### [Выбранный отрывок]
⟨

Когда я перечислял вереницу химиотерапевтических препаратов, которыми мы будем лечить Карлу на протяжении двух лет, она едва слышно повторяла за мной эти названия – точно ребенок, заучивающий новую скороговорку: “Циклофосфамид, цитарабин, преднизон, аспарагиназа, адриамицин, тиогуанин, винкристин, 6-меркаптопурин, метотрексат”.

“Лавка мясника”

Рандомизированные скрининговые исследования крайне утомительны. Ответы на вопросы можно получить лишь в ходе масштабных долгосрочных проектов. [Но] других вариантов просто нет.

X. Дж. де Конине, 2003[290]

Лучшие врачи словно бы наделены шестым чувством в отношении недуга: они чуют его, знают, что он есть, и представляют себе степень его тяжести еще до того, как любая рассудочная деятельность сможет его определить, классифицировать и облечь в слова. Пациенты наделены подобным шестым чувством в отношении такого врача: они ощущают, что он внимателен, бдителен и готов помочь, что ему не все равно. Каждому студенту-медику просто необходимо видеть подобное взаимодействие [врача и больного]. Среди всех мгновений медицины нет более насыщенного драмой, подлинным чувством и историей.

⟩

### [Учебный материал]
⟨

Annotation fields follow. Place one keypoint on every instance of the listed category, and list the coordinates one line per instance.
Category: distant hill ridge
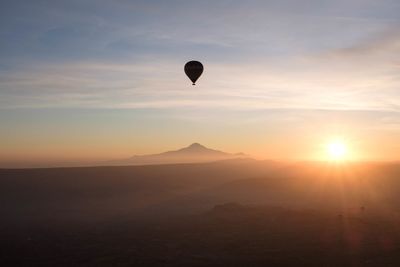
(190, 154)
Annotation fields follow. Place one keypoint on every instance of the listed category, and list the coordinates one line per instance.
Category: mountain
(191, 154)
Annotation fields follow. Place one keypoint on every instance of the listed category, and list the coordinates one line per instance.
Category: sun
(337, 150)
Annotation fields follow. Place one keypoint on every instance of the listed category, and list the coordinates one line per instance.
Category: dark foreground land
(232, 213)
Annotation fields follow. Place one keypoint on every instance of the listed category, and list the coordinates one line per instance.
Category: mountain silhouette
(190, 154)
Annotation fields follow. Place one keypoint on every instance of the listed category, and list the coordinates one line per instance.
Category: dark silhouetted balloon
(193, 70)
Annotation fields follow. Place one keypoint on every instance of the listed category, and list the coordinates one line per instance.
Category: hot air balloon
(193, 70)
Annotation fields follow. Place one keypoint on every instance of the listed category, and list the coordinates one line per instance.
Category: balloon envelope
(193, 70)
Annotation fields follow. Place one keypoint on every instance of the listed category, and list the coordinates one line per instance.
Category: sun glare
(337, 150)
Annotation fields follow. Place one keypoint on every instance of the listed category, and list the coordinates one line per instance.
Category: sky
(83, 81)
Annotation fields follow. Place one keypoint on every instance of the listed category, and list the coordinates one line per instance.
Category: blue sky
(265, 61)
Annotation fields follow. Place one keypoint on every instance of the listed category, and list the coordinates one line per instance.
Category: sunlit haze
(102, 80)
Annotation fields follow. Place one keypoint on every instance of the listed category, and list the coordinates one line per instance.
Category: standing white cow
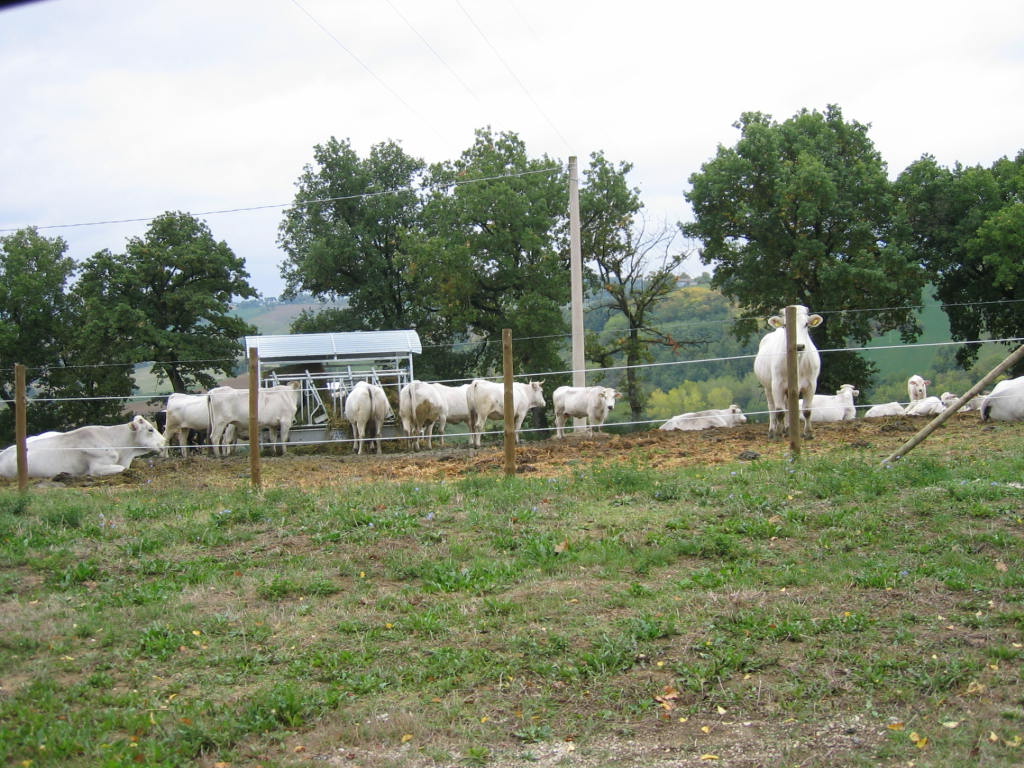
(485, 399)
(885, 409)
(592, 403)
(770, 368)
(916, 387)
(1006, 401)
(421, 406)
(457, 407)
(839, 407)
(696, 420)
(229, 408)
(367, 408)
(86, 451)
(184, 413)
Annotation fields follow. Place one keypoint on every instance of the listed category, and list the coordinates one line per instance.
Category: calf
(184, 414)
(839, 407)
(86, 451)
(592, 403)
(916, 387)
(770, 368)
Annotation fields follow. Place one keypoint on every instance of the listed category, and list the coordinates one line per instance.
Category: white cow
(916, 387)
(931, 406)
(86, 451)
(485, 399)
(367, 408)
(723, 417)
(457, 409)
(1006, 401)
(592, 403)
(885, 409)
(421, 406)
(948, 398)
(185, 412)
(839, 407)
(229, 408)
(770, 368)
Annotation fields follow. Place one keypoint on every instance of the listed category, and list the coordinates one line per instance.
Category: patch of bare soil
(330, 466)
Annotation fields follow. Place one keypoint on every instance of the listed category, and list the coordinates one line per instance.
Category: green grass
(850, 613)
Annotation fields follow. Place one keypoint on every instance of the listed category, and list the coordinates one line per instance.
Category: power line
(361, 64)
(294, 204)
(431, 48)
(514, 76)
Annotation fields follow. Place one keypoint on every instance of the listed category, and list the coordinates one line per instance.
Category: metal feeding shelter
(329, 365)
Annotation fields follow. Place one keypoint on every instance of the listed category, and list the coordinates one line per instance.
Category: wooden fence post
(793, 379)
(254, 446)
(509, 402)
(20, 428)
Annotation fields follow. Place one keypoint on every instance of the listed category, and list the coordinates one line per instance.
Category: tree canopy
(168, 299)
(967, 225)
(802, 212)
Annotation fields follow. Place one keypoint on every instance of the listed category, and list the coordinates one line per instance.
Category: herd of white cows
(428, 407)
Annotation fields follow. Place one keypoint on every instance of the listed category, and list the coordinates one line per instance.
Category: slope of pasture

⟩

### [Задания]
1. Переведите на английский предложение из отрывка: «Рандомизированные скрининговые исследования крайне утомительны».
2. Пожалуйста, перепишите из отрывка фрагмент между словами "Когда я перечислял" и "вариантов просто нет.", включительно.
Записи взяты из другого источника.

### [Ответы к упражнению]
1. Randomized screening trials are extremely tedious.

2.
Когда я перечислял вереницу химиотерапевтических препаратов, которыми мы будем лечить Карлу на протяжении двух лет, она едва слышно повторяла за мной эти названия – точно ребенок, заучивающий новую скороговорку: “Циклофосфамид, цитарабин, преднизон, аспарагиназа, адриамицин, тиогуанин, винкристин, 6-меркаптопурин, метотрексат”.

“Лавка мясника”

Рандомизированные скрининговые исследования крайне утомительны. Ответы на вопросы можно получить лишь в ходе масштабных долгосрочных проектов. [Но] других вариантов просто нет.